TEXTO PROPORCIONADO:
----------------
Pero era todavía 1989, el año en que la revista Opina celebraba su décimo aniversario en el Teatro Nacional con un espectáculo en el que intervendrían la orquesta Dan Den y Los Fonomemecos, y que reuniría por primera vez a tres generaciones de vedettes: Rosita Fornés, Annia Linares y… Rebeca Martínez. Que nos llegó tarde Internet, caramba, o ella hubiera sido, por mucho, nuestra influencer más famosa. Orgullo de los cubanos.
Mi tía, nacida a finales de los 50, era ama de casa. Nunca corrió en la pista. A veces caminaba con su esposo hasta el cine y lloraba con la telenovela Gotica de gente. Luego usó Internet para comunicarse con su hijo emigrante y con sus nietos, para descargar doramas y novelas turcas. Nunca se sumó a una comunidad en línea para aprender sobre yoga, por ejemplo, ni para profundizar en los síntomas de la enfermedad que la aquejaban, ni para encontrar remedios espirituales alternativos que calmaran la soledad en la que pasó sus últimos años.

En cuanto a la competencia que ella misma se inventó con Rebeca, nada de ejercitarse, ni a escondidas. Lo más que hizo fue teñirse el pelo de rubio, por lo que en ese aspecto terminaron empatadas. También dejó de usar la bata de casa hecha con el almanaque del año anterior, uno de tela con un tocororo enorme en el centro, y empezó a usar un pantalón ajustadito, de laster. Esos fueron sus únicos actos de empoderamiento, y no se le puede culpar de nada. La televisión era su principal fuente de aprendizaje y entretenimiento, y si Rebeca no la inspiraba, lo que quedaba eran las series La frontera del deber, Julito el pescador, La gran Rebelión, o repetir el lema de moda: «¡Azúcar para crecer!».
----------------
MATERIAL SUMINISTRADO:
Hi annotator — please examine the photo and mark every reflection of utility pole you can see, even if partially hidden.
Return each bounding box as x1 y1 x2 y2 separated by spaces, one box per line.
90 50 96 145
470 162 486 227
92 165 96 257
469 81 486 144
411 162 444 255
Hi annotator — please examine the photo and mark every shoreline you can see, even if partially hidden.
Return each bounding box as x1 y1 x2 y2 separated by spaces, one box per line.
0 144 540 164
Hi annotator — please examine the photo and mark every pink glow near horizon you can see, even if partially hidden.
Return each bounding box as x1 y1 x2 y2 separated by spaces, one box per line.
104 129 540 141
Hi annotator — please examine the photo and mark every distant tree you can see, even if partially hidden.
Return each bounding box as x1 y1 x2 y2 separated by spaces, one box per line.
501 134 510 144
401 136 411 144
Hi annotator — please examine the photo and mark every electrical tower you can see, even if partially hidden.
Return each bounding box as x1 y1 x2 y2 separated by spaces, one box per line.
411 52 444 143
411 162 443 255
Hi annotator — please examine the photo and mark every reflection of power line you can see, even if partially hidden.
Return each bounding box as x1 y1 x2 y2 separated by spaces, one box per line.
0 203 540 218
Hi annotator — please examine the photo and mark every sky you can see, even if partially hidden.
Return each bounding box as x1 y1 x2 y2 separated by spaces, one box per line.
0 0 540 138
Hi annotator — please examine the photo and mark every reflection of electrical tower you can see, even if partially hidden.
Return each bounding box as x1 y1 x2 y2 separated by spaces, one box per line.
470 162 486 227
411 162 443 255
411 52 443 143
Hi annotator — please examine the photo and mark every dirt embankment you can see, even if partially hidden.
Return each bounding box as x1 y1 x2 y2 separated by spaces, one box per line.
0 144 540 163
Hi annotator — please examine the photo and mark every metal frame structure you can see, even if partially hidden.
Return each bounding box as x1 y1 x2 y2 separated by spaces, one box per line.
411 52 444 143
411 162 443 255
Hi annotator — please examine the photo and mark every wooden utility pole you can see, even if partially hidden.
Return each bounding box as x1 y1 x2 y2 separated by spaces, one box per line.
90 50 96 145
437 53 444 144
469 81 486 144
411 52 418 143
----------------
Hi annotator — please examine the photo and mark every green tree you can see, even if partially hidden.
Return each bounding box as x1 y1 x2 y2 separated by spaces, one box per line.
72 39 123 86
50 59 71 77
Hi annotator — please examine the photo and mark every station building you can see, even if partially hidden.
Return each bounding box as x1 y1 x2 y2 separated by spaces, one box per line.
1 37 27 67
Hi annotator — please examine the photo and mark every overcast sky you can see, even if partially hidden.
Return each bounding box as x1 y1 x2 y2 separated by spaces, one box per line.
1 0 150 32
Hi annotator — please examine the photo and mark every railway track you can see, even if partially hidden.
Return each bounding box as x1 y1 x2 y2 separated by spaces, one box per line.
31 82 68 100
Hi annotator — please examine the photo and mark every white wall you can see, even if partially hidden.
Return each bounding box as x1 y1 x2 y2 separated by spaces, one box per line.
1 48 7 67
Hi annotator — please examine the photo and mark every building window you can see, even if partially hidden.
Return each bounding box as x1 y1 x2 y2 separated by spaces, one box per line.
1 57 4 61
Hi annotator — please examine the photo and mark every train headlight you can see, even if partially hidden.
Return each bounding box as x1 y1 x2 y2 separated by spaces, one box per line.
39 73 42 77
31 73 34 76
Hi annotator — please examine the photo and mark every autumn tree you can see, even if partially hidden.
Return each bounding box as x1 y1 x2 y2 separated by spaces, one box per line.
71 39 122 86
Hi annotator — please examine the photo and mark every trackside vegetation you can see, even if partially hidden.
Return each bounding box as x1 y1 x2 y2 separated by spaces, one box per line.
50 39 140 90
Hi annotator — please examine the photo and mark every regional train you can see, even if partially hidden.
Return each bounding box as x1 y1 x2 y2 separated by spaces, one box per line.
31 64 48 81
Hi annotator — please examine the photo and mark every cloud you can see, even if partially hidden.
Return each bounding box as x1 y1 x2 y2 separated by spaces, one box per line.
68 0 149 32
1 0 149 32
----------------
TAREA ASIGNADA: Transcribe sin cambios el fragmento del texto sobre la tía y Rebeca Martínez que comienza en "Mi tía, nacida" y continúa hasta "sus últimos años.", ambos incluidos.

SOLUCIÓN DE LA TAREA:
Mi tía, nacida a finales de los 50, era ama de casa. Nunca corrió en la pista. A veces caminaba con su esposo hasta el cine y lloraba con la telenovela Gotica de gente. Luego usó Internet para comunicarse con su hijo emigrante y con sus nietos, para descargar doramas y novelas turcas. Nunca se sumó a una comunidad en línea para aprender sobre yoga, por ejemplo, ni para profundizar en los síntomas de la enfermedad que la aquejaban, ni para encontrar remedios espirituales alternativos que calmaran la soledad en la que pasó sus últimos años.